- REQUIREMENTS -
Rewrite the data from its first line through the line containing "Target: shadow on grass", replacing "instance" with "occurrence" and leaving everything else the same.

====

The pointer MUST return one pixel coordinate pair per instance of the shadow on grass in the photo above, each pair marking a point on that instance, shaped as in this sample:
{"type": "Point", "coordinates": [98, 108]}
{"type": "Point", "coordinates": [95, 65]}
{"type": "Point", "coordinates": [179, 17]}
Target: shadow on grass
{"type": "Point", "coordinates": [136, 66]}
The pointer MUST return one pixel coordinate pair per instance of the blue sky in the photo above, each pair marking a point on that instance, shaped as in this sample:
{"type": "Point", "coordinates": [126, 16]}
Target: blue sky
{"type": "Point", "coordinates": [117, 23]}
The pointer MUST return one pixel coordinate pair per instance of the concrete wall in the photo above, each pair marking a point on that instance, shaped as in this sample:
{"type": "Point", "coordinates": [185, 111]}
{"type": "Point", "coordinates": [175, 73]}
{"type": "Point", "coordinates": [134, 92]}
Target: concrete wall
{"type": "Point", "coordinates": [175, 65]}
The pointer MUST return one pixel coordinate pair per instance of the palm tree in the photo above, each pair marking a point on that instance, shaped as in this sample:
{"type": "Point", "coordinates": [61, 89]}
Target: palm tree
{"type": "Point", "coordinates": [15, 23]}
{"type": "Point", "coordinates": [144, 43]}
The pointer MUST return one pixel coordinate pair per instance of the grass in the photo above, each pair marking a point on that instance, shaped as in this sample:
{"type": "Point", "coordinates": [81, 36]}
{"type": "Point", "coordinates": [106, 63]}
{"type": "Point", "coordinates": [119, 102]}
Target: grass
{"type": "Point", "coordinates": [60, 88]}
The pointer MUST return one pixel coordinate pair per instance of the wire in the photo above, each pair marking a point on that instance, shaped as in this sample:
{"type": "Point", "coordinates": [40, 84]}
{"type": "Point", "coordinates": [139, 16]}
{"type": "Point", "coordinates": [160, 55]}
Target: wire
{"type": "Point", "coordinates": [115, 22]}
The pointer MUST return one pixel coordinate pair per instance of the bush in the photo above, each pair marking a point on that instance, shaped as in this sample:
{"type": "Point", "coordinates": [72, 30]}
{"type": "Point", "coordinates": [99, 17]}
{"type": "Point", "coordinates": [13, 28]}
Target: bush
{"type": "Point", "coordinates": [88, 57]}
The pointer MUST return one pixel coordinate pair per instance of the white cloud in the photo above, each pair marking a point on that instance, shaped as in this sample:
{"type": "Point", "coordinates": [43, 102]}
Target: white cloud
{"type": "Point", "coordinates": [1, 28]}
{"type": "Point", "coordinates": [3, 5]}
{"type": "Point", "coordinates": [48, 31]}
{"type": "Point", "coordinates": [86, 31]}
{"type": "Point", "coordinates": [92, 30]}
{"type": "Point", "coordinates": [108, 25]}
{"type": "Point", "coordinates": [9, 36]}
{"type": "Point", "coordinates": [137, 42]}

====

- CORRECT ANSWER -
The pointer MUST return one pixel coordinate pair per occurrence of the shadow on grass in the photo above, each pair marking a point on that occurrence, shaped as in this sample:
{"type": "Point", "coordinates": [98, 108]}
{"type": "Point", "coordinates": [95, 65]}
{"type": "Point", "coordinates": [179, 17]}
Target: shadow on grass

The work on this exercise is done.